__The task__
Produce a word-for-word copy of the lines from the one that contains "Task: for the greenhouse-bench survey, tag the wine" to the final line of the data below, with all pictures dropped.

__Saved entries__
/---

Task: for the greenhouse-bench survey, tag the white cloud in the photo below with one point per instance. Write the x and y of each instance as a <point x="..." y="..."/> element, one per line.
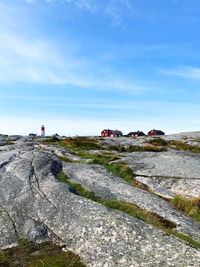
<point x="187" y="72"/>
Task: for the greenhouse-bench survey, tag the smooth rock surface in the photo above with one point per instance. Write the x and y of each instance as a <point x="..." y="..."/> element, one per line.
<point x="35" y="205"/>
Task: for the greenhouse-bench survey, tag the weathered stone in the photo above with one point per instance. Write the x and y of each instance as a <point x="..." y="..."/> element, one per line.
<point x="35" y="205"/>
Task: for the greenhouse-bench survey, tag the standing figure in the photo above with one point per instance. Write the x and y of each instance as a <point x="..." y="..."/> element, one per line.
<point x="43" y="131"/>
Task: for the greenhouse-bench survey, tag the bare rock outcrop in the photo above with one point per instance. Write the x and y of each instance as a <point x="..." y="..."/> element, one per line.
<point x="35" y="205"/>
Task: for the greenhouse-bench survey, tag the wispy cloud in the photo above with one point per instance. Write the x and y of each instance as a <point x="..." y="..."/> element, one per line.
<point x="116" y="10"/>
<point x="187" y="72"/>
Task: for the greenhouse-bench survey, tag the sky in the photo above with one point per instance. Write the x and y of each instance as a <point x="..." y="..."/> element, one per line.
<point x="81" y="66"/>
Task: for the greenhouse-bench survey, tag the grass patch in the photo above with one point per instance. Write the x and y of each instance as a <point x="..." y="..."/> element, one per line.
<point x="157" y="141"/>
<point x="118" y="169"/>
<point x="30" y="254"/>
<point x="128" y="208"/>
<point x="137" y="212"/>
<point x="191" y="207"/>
<point x="65" y="159"/>
<point x="145" y="148"/>
<point x="132" y="210"/>
<point x="178" y="145"/>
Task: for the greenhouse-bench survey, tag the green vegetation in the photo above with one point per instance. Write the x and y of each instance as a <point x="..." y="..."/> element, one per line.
<point x="137" y="212"/>
<point x="30" y="254"/>
<point x="132" y="210"/>
<point x="128" y="208"/>
<point x="65" y="159"/>
<point x="178" y="145"/>
<point x="145" y="148"/>
<point x="188" y="206"/>
<point x="157" y="141"/>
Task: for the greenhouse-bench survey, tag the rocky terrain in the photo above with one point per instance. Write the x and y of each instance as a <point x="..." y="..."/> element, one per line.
<point x="112" y="201"/>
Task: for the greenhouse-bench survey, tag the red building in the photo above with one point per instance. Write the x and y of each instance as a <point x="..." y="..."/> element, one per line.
<point x="111" y="133"/>
<point x="135" y="134"/>
<point x="42" y="130"/>
<point x="155" y="132"/>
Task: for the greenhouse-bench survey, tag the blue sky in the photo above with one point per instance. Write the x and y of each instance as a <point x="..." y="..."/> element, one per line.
<point x="79" y="66"/>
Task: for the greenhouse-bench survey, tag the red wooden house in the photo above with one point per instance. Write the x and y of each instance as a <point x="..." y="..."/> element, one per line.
<point x="155" y="132"/>
<point x="135" y="134"/>
<point x="111" y="133"/>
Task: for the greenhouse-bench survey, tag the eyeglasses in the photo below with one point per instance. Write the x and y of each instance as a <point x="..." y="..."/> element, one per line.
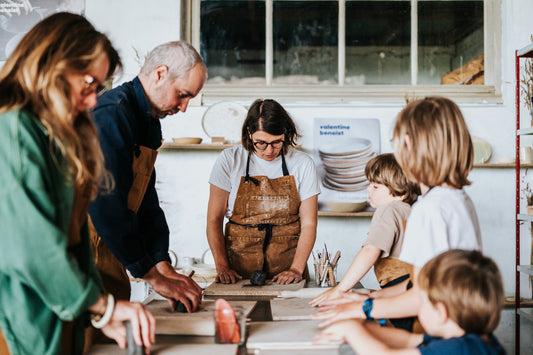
<point x="263" y="145"/>
<point x="92" y="85"/>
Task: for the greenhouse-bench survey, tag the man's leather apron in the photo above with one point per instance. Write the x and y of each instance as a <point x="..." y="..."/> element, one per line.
<point x="264" y="229"/>
<point x="112" y="272"/>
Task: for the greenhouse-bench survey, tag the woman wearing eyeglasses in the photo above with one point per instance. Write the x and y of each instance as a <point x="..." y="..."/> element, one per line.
<point x="268" y="191"/>
<point x="51" y="166"/>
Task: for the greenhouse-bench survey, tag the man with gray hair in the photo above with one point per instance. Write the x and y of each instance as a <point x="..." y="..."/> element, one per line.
<point x="130" y="230"/>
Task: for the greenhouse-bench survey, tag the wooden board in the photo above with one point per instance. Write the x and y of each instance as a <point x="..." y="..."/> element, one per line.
<point x="285" y="335"/>
<point x="200" y="322"/>
<point x="243" y="288"/>
<point x="170" y="349"/>
<point x="291" y="309"/>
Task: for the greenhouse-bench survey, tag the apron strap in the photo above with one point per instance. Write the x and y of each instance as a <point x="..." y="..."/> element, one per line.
<point x="268" y="235"/>
<point x="248" y="177"/>
<point x="284" y="165"/>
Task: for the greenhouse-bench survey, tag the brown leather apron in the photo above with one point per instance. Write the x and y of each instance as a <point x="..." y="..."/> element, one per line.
<point x="112" y="272"/>
<point x="80" y="206"/>
<point x="264" y="229"/>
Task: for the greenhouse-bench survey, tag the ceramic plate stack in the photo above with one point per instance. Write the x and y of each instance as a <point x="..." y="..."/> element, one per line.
<point x="344" y="164"/>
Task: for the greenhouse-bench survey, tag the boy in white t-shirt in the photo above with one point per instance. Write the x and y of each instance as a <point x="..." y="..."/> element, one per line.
<point x="434" y="148"/>
<point x="392" y="195"/>
<point x="461" y="302"/>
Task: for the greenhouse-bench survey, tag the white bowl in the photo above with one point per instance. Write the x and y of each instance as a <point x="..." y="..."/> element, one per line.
<point x="346" y="206"/>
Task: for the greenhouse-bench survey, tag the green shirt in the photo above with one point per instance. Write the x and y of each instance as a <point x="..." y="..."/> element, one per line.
<point x="41" y="282"/>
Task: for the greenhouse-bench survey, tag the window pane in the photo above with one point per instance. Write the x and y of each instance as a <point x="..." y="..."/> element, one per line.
<point x="305" y="36"/>
<point x="450" y="42"/>
<point x="232" y="41"/>
<point x="378" y="40"/>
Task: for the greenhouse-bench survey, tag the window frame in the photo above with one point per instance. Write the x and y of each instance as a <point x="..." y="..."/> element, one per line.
<point x="490" y="92"/>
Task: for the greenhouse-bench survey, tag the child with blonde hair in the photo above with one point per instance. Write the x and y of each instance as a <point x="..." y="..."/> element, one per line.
<point x="461" y="296"/>
<point x="434" y="148"/>
<point x="392" y="195"/>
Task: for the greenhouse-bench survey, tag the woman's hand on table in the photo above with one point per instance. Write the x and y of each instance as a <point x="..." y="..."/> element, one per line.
<point x="343" y="298"/>
<point x="338" y="331"/>
<point x="287" y="277"/>
<point x="226" y="275"/>
<point x="142" y="324"/>
<point x="331" y="294"/>
<point x="331" y="314"/>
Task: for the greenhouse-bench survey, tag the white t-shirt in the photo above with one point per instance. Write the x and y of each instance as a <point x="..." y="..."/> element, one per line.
<point x="442" y="219"/>
<point x="231" y="166"/>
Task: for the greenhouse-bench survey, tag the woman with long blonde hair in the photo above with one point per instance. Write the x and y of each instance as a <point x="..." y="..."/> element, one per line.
<point x="51" y="166"/>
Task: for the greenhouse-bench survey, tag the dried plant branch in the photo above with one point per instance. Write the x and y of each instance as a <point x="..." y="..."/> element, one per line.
<point x="526" y="83"/>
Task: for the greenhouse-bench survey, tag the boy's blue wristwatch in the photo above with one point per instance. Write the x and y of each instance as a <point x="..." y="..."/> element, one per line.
<point x="367" y="308"/>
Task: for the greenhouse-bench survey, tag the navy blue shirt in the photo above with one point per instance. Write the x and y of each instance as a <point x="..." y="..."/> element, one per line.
<point x="138" y="240"/>
<point x="468" y="344"/>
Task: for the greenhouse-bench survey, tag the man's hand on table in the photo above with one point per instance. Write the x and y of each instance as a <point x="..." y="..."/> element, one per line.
<point x="226" y="275"/>
<point x="287" y="277"/>
<point x="174" y="287"/>
<point x="331" y="314"/>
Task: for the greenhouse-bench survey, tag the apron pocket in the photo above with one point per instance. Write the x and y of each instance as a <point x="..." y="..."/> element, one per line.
<point x="280" y="253"/>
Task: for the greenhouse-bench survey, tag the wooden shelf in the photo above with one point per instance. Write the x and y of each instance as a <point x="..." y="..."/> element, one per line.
<point x="345" y="214"/>
<point x="526" y="269"/>
<point x="524" y="302"/>
<point x="501" y="165"/>
<point x="205" y="146"/>
<point x="525" y="131"/>
<point x="524" y="217"/>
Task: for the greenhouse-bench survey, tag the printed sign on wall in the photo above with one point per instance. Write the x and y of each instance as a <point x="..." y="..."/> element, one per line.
<point x="342" y="147"/>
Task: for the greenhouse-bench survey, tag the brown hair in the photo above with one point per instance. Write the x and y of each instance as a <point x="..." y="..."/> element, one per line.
<point x="33" y="78"/>
<point x="441" y="149"/>
<point x="469" y="285"/>
<point x="270" y="117"/>
<point x="384" y="169"/>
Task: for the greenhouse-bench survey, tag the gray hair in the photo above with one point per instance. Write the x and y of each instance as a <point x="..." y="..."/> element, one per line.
<point x="178" y="56"/>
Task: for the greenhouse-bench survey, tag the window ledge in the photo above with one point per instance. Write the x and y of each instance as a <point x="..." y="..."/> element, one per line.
<point x="315" y="94"/>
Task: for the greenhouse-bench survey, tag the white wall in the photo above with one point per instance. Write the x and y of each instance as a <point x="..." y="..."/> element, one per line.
<point x="182" y="175"/>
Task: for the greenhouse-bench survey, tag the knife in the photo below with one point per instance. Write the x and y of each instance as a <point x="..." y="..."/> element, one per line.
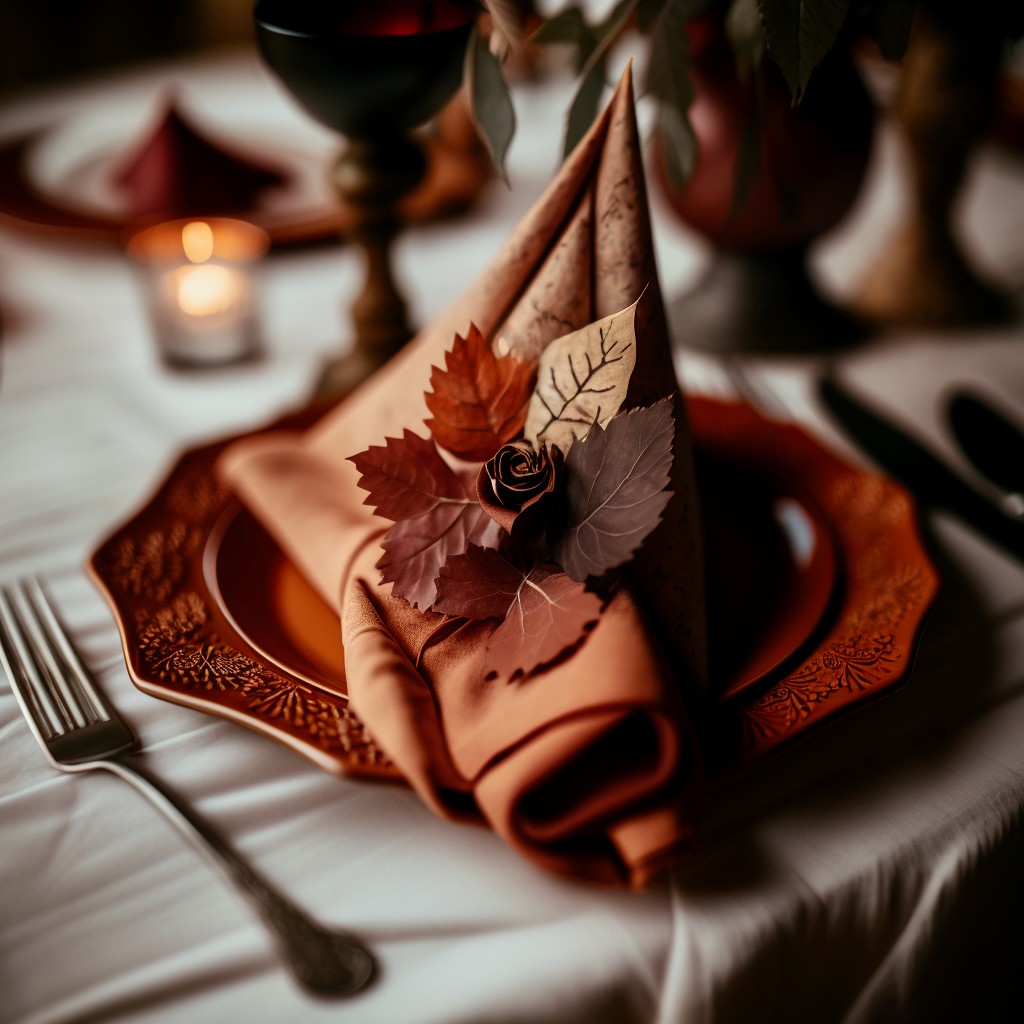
<point x="928" y="477"/>
<point x="993" y="445"/>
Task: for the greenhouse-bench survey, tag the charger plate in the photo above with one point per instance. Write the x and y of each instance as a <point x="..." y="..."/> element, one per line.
<point x="818" y="585"/>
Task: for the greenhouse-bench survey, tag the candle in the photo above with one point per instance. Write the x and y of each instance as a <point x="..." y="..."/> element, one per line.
<point x="199" y="276"/>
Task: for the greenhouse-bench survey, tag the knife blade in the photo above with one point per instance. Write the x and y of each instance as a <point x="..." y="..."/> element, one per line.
<point x="916" y="467"/>
<point x="992" y="444"/>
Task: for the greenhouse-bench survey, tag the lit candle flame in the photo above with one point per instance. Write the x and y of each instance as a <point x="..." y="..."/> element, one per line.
<point x="197" y="240"/>
<point x="204" y="291"/>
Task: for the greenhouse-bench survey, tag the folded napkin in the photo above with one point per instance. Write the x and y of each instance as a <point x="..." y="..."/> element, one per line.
<point x="176" y="171"/>
<point x="587" y="766"/>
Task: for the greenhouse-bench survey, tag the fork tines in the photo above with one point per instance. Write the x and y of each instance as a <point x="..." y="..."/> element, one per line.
<point x="43" y="668"/>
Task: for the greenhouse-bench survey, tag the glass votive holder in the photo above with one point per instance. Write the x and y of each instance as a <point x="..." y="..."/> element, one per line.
<point x="200" y="282"/>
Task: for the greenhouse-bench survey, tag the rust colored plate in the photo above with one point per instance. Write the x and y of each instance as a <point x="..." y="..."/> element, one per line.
<point x="817" y="589"/>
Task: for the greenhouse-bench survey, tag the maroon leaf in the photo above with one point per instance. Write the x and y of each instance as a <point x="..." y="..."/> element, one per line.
<point x="479" y="584"/>
<point x="407" y="477"/>
<point x="479" y="399"/>
<point x="546" y="613"/>
<point x="416" y="549"/>
<point x="435" y="511"/>
<point x="616" y="488"/>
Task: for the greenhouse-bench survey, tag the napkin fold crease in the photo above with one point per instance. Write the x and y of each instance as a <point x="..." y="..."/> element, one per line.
<point x="589" y="767"/>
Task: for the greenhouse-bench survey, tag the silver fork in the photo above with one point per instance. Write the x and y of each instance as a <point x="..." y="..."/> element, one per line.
<point x="80" y="731"/>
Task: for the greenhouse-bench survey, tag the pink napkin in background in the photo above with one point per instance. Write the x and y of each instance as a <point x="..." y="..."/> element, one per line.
<point x="588" y="767"/>
<point x="177" y="171"/>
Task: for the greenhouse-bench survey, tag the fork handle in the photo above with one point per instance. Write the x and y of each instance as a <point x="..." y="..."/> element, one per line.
<point x="322" y="961"/>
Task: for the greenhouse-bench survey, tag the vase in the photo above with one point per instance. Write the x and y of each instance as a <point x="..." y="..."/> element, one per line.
<point x="770" y="178"/>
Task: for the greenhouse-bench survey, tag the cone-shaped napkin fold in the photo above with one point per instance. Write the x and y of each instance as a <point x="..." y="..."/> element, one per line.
<point x="177" y="171"/>
<point x="587" y="767"/>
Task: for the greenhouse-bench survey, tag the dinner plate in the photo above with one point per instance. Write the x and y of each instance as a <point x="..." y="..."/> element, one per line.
<point x="818" y="585"/>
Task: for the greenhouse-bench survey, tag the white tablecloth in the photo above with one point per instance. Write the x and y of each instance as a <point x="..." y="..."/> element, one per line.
<point x="873" y="873"/>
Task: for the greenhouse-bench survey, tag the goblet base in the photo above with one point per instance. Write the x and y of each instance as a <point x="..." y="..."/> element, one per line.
<point x="761" y="302"/>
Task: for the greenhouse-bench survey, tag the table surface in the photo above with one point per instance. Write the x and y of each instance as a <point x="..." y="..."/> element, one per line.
<point x="869" y="873"/>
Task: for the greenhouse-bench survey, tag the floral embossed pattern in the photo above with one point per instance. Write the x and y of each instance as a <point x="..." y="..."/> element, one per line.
<point x="181" y="646"/>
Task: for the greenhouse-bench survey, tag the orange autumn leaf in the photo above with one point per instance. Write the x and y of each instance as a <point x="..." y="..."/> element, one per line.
<point x="479" y="399"/>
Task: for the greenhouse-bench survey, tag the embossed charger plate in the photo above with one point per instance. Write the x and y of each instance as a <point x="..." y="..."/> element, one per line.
<point x="818" y="585"/>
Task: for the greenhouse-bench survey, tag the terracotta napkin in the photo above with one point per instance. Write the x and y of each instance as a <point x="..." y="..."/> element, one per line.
<point x="587" y="767"/>
<point x="177" y="171"/>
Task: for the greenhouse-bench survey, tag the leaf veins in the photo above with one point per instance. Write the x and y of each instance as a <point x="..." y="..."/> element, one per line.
<point x="545" y="614"/>
<point x="435" y="512"/>
<point x="479" y="399"/>
<point x="616" y="491"/>
<point x="582" y="379"/>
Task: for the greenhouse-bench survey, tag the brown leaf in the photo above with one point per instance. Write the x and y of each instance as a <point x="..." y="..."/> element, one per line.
<point x="435" y="512"/>
<point x="479" y="399"/>
<point x="616" y="488"/>
<point x="415" y="550"/>
<point x="582" y="379"/>
<point x="546" y="613"/>
<point x="406" y="476"/>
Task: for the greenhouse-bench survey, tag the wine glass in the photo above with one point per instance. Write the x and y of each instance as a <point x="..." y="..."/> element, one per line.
<point x="372" y="72"/>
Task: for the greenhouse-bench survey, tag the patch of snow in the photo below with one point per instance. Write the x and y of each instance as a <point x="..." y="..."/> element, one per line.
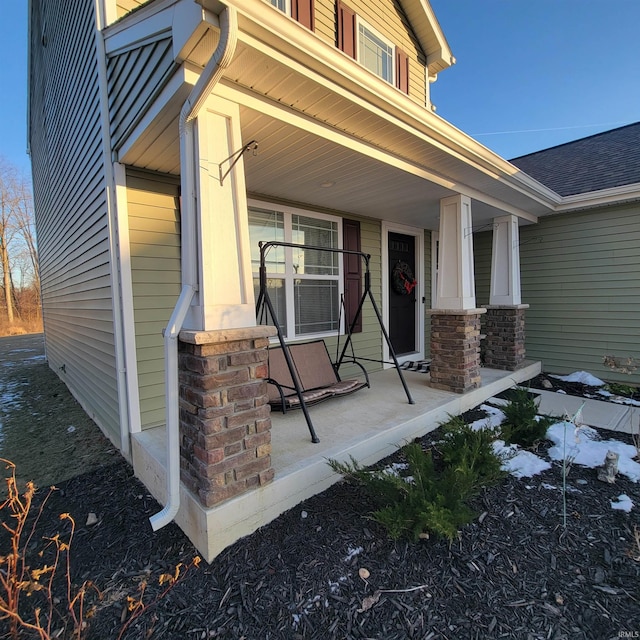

\---

__Exercise answer__
Task: for the greenhouse-bench survey, tag the wine glass in the photo above with one point per instance. Write the x and y of each instance as a <point x="..." y="..."/> element, one per line.
<point x="372" y="72"/>
Task: for the greenhouse-bench survey, tag the patch of snow in the photo below with one point per instance. Write the x and y of each instance as a <point x="..." y="..."/> element, one per line.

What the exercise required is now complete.